### Passage provided
%%
In my opinion good soundstage and imaging are vital in making music sound natural and realistic and are therefore things that I tend to pay a lot of attention to in my listening. What I noticed with Eikon is that I didn’t pay as much attention to them as I normally do. That’s either a compliment or criticism. Both features were good enough that I didn’t notice them being bad. Neither feature is so good that it stands out to me as excellent. For the price range, it seems to strike a good balance of adding to the experience without being a distraction for good or ill. I suppose I’ve written myself into thinking that’s a compliment. The Eikon sounds wide without sounding expansive. Its horizontal imaging is solid enough that I could more or less place instruments in the soundfield and there was decent separation between sonic images. Most of that imaging was lateral and soundstage/imaging depth was only hinted at more than delivered, but that seems pretty standard in this price range; true 3rd dimension imaging (front to back) seems to be reserved for more top-of-the-line gear.


Here’s where the Eikon really shines. The timbre, especially in the midrange when the music isn’t too busy, is some of the most natural I’ve heard from a headphone. Voices sound like voices. Pianos sound like pianos. Trumpets sound like trumpets, and on and on and moreso than just about anything I’ve had on my head so far. There is a very organic, natural quality to most midrange sounds. This is especially true on more intimate acoustic music that emphasize voices and just a few instruments. And jazz. Oohhh jazz. Jazz sounds wonderful on these cans. There’s a very rich and lifelike quality going on here. Now, I mentioned above that the timbre can struggle a bit in the treble. Every now and then the treble can sound a bit thin and metallic. I had this same complaint about my Lawton-modded Fostex headphone. I’m hypothesizing that this might be a limitation of the biocellulose driver material, which the Eikon and modded Fostex have in common. No driver material is perfect and tradeoffs have to be made. I did not find this metallic treble distracting very often, and it was less frequent on the Eikon than the Lawton (I think mostly because the Lawton emphasizes treble more than Eikon), but it’s there and at times could pull me out of the moment.
%%
### Entries shown
%%
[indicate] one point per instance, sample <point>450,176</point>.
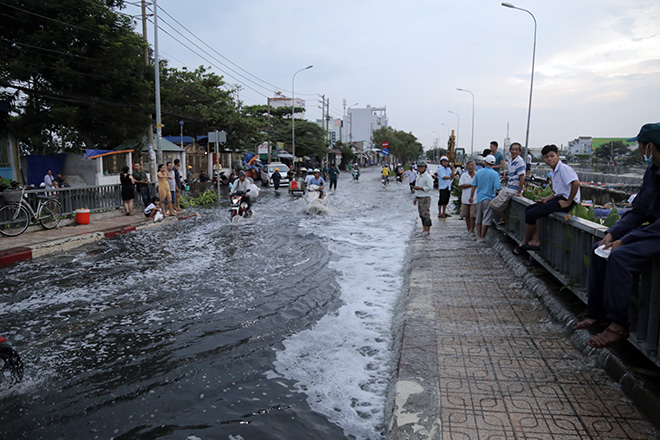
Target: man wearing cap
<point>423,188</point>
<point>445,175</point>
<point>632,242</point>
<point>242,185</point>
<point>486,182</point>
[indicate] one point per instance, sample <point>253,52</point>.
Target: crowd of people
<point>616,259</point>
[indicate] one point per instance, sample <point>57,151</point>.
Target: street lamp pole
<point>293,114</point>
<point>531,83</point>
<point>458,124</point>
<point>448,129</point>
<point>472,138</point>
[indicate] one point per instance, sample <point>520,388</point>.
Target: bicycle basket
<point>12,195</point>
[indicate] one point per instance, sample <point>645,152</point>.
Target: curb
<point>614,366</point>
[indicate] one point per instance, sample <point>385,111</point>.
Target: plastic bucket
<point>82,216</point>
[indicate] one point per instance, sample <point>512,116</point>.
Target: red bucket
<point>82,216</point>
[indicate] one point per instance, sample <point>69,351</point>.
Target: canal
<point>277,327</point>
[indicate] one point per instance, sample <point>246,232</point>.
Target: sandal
%%
### Given problem A
In the headphone review, list every sound that the writer says "sounds like" itself on the Eikon.
### Given problem B
Carry the headphone review forward from its final sentence, in the same first-person voice.

### Final result A
Voices, pianos, trumpets

### Final result B
Let’s Talk About Music Genres & Eikon

By and large I found the Eikon to sound at least good on pretty much everything I threw at it. There is a range of musical styles on which they sound utterly fantastic, though, and I let the cat out of the bag some with comments above. Music that is acoustic and vocal oriented sounds GREAT on this headphone. I want to use the adjective “intimate” here too, but that’s not always true. There is some music that most would not categorize as intimate – like some energetic jazz, for example – that sounds wonderful. Some form of qualifier on “acoustic” is needed though because full symphonies that tend toward the epic and bombastic – the 1812 Overture mentioned above, Beethoven’s 5th, as examples – or pipe organ music which are acoustic are good on the Eikon, but not its strength. So, let’s call it “non-epic acoustic and vocal music.” Think jazz (omigosh jazz, did I mention how good jazz sounds on these cans yet?), mild folk rock, or even some pop-rock such Eagles or Fleetwood Mac or Crosby, Stills & Nash as mentioned earlier (yep, that vocal harmony was terrific) can sound stellar on Eikon. On the other hand, for me there wasn’t enough low-end energy for harder rock, metal, EDM, hip-hop, and there wasn’t the sense of grand scale that I like for the bigger, epic classical music or movie soundtracks. As I mentioned in the Signature section, the Eikon hints at fun, but doesn’t quite deliver enough on the fun aspect for my tastes on rock, metal, etc. The Eikon is not bad for these genres, it just doesn’t quite reach the level to which some of my other headphones have reached for these genres. However, if you’re an acoustic music listener, the Eikon could be your closed-back-high-end-but-not-quite-top-of-the-line jam.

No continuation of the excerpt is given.